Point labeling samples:
----
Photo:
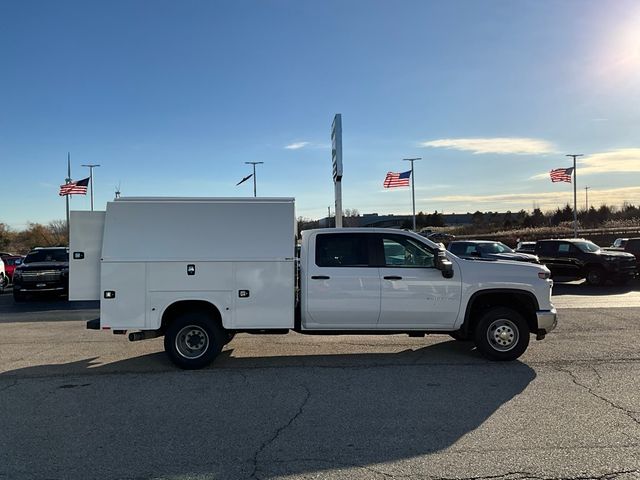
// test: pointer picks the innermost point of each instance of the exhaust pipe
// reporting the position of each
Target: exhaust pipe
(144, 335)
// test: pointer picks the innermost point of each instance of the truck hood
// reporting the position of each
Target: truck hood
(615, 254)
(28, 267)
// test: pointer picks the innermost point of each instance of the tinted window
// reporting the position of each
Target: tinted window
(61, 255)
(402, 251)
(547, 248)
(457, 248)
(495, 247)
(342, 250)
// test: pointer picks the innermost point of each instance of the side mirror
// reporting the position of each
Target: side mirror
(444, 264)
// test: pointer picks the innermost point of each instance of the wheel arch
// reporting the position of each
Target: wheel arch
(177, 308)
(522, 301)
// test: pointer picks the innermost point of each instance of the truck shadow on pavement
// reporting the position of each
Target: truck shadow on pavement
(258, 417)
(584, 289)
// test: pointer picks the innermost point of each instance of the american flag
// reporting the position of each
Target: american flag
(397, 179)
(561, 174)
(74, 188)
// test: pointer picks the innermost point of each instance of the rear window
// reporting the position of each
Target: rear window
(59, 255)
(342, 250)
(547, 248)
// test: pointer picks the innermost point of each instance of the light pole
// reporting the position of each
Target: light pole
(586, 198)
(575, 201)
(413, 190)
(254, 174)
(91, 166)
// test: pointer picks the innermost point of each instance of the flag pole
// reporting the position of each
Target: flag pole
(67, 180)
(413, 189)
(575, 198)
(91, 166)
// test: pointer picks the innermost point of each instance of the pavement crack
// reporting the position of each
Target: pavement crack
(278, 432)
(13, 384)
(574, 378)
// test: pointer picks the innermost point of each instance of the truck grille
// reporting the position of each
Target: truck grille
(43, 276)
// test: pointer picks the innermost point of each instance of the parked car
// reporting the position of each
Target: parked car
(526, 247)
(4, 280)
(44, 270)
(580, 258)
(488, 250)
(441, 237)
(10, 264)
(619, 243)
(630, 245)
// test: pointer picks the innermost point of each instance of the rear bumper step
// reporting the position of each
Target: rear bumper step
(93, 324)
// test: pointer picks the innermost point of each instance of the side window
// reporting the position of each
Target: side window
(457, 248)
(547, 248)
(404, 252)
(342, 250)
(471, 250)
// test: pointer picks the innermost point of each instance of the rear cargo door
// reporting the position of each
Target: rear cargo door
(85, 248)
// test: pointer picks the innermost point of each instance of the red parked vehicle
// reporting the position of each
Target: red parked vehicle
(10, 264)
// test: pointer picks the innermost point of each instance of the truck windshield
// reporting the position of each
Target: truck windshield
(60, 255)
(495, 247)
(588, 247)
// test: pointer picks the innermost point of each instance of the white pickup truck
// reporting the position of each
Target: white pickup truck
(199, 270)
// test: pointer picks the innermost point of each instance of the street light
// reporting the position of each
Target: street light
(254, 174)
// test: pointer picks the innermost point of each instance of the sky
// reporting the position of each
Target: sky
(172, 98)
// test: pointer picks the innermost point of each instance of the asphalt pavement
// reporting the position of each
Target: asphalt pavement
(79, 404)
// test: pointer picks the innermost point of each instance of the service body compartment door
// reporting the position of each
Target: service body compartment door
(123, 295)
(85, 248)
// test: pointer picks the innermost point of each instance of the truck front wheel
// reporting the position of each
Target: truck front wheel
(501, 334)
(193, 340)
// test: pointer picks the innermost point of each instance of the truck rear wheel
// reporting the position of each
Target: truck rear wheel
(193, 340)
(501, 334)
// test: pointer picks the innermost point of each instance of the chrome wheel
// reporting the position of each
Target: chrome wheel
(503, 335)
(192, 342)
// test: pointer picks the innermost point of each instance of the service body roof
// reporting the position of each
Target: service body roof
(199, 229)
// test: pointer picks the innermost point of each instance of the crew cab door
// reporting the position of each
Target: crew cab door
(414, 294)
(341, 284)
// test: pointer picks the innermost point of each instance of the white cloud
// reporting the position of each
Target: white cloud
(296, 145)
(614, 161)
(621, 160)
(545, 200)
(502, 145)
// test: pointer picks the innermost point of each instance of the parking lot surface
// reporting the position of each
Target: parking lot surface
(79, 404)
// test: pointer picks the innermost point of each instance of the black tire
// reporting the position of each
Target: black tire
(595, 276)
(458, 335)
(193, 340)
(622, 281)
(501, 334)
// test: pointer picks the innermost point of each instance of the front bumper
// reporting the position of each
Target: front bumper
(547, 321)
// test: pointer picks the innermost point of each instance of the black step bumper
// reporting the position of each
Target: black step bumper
----
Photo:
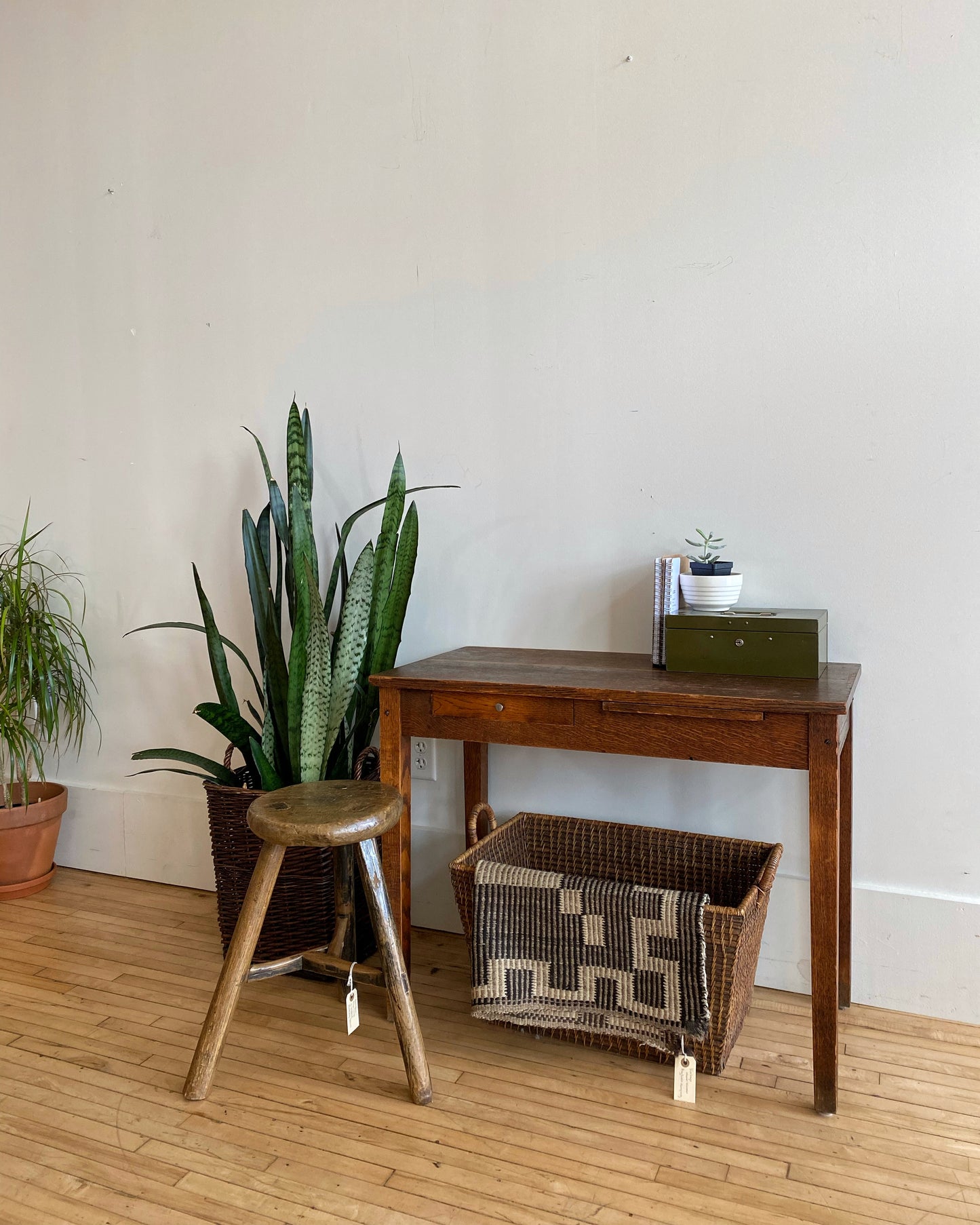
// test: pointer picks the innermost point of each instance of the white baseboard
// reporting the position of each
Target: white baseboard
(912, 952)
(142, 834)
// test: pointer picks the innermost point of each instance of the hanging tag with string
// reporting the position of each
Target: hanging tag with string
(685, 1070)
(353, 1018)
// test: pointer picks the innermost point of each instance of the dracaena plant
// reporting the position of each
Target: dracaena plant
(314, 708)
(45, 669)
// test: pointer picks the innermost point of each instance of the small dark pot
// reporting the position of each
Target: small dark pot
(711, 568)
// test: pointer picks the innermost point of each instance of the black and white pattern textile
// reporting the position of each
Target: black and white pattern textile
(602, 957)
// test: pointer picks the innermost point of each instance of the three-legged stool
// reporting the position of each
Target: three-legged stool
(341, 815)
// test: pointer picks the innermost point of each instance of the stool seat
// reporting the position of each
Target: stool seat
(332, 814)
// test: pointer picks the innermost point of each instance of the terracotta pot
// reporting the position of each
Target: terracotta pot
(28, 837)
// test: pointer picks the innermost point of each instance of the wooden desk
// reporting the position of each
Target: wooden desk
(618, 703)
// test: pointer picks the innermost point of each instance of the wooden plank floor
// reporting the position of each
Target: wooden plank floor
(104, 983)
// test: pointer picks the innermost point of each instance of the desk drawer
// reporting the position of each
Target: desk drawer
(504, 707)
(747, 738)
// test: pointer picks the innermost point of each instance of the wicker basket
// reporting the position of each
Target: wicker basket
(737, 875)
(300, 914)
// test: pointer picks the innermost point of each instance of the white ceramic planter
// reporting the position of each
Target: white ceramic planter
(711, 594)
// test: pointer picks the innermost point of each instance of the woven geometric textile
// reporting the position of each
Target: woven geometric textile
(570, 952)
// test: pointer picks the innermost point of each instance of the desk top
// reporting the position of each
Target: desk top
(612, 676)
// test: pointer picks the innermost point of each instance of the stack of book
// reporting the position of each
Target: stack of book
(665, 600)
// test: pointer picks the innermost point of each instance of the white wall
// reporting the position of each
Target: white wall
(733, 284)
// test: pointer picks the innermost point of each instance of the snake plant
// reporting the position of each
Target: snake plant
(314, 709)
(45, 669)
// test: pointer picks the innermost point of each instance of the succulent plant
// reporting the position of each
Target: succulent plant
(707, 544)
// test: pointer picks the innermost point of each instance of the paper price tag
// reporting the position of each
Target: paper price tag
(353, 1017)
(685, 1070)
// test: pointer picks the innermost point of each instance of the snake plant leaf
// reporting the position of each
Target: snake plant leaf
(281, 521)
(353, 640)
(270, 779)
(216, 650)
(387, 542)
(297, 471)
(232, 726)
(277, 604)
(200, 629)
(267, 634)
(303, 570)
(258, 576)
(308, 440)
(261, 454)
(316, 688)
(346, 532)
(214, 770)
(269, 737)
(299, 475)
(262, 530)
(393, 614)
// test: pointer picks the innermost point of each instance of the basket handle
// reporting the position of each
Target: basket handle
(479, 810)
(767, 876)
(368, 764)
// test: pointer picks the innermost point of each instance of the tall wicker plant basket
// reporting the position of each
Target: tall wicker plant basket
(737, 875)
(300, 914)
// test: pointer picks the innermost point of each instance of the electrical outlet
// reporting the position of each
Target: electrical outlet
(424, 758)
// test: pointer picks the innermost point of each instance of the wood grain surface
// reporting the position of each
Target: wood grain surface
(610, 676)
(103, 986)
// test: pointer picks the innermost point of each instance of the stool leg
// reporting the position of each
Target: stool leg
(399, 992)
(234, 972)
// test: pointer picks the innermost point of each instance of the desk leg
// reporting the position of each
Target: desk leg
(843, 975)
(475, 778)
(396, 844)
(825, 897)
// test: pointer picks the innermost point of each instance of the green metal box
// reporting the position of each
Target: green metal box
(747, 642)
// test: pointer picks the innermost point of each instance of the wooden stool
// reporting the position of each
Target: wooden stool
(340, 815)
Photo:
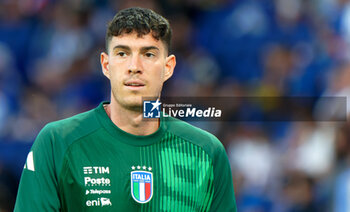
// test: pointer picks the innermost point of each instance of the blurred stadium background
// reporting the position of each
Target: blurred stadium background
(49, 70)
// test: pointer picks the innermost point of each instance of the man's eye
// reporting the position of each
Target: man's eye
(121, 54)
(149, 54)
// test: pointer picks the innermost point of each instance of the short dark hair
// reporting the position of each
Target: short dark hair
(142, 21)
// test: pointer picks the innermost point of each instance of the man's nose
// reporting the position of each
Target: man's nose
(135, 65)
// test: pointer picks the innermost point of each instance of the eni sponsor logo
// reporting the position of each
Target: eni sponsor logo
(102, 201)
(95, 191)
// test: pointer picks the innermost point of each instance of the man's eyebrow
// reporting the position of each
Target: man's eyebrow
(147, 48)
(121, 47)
----
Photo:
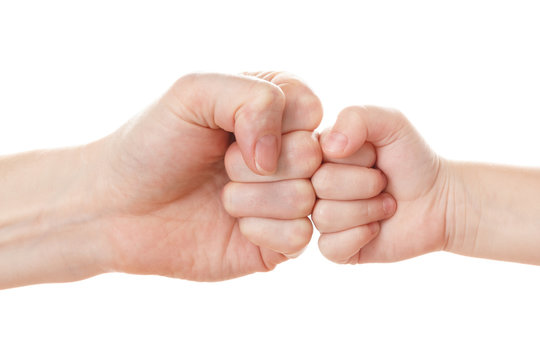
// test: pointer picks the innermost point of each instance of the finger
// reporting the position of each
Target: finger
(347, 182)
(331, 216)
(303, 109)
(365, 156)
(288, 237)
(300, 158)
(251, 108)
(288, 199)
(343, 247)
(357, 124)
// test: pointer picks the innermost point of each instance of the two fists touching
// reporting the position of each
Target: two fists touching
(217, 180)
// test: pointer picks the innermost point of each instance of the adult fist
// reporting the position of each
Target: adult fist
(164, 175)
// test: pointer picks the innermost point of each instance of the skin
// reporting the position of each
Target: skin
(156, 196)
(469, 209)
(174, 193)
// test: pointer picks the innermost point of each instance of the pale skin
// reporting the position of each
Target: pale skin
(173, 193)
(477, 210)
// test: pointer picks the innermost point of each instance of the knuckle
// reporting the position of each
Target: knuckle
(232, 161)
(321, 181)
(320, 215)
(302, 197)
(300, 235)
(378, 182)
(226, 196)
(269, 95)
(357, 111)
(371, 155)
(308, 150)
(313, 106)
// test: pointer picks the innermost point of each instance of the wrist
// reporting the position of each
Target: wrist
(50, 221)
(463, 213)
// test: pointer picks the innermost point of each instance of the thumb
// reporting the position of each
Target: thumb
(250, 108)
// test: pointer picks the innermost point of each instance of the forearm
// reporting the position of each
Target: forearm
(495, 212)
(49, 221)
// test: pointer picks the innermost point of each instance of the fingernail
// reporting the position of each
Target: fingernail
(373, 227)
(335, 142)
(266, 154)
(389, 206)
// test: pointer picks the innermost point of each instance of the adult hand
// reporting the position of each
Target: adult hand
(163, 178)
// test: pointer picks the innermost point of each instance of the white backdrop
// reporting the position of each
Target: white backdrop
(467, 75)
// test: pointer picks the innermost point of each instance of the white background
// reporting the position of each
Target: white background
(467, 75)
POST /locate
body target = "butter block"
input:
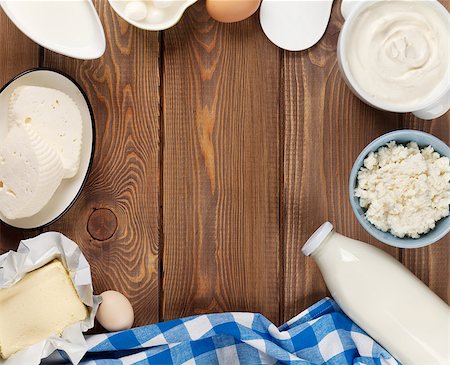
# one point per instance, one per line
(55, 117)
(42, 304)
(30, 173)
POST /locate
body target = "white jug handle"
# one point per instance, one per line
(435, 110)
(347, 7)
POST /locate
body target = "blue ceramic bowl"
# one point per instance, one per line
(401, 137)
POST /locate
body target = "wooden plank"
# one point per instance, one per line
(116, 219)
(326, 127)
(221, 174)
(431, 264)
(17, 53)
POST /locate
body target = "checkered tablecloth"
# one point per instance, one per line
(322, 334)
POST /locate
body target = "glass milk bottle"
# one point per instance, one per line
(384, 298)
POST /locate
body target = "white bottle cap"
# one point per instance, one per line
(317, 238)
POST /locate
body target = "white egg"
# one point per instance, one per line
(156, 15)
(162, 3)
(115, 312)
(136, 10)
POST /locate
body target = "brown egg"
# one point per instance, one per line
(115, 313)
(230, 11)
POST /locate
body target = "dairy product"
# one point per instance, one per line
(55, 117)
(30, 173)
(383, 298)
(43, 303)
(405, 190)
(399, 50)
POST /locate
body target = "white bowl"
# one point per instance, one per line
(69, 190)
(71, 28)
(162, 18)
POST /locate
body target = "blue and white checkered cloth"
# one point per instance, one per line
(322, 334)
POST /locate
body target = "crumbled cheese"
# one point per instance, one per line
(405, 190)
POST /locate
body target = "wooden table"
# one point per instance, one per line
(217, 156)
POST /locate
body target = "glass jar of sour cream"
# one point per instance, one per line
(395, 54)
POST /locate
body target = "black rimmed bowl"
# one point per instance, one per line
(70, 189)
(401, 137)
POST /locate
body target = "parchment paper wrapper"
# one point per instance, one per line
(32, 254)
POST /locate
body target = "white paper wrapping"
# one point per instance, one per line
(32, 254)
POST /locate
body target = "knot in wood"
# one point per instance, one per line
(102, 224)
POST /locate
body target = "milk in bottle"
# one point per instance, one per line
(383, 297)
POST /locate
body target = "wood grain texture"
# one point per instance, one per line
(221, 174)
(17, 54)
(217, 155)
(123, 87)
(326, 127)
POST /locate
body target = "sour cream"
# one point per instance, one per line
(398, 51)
----
# Exercise task
Please format the stretch from the line containing "the white cloud" through the line containing "Target: black step bumper" as a Markdown table with the columns No. and Line, numbering each line in order and leaving out any blank lines.

# Finished task
| No. | Line |
|---|---|
| 1 | // test: pointer picks the innermost point of each instance of the white cloud |
| 2 | // reporting the position of each |
| 3 | Target: white cloud |
| 4 | (296, 145) |
| 5 | (614, 161) |
| 6 | (621, 160) |
| 7 | (545, 200) |
| 8 | (502, 145) |
| 9 | // test: pointer picks the innermost point of each instance of the parking lot surface |
| 10 | // reporting the position of each |
| 11 | Target: parking lot surface |
| 12 | (79, 404) |
| 13 | // test: pointer picks the innermost point of each instance of the black tire |
| 14 | // reporting the position of each |
| 15 | Target: black tire |
| 16 | (595, 276) |
| 17 | (458, 335) |
| 18 | (193, 340) |
| 19 | (622, 281) |
| 20 | (501, 334) |
| 21 | // test: pointer picks the innermost point of each instance of the front bumper |
| 22 | // reporting the position of each |
| 23 | Target: front bumper |
| 24 | (547, 321) |
| 25 | // test: pointer picks the innermost point of each instance of the black step bumper |
| 26 | // reporting the position of each |
| 27 | Target: black step bumper |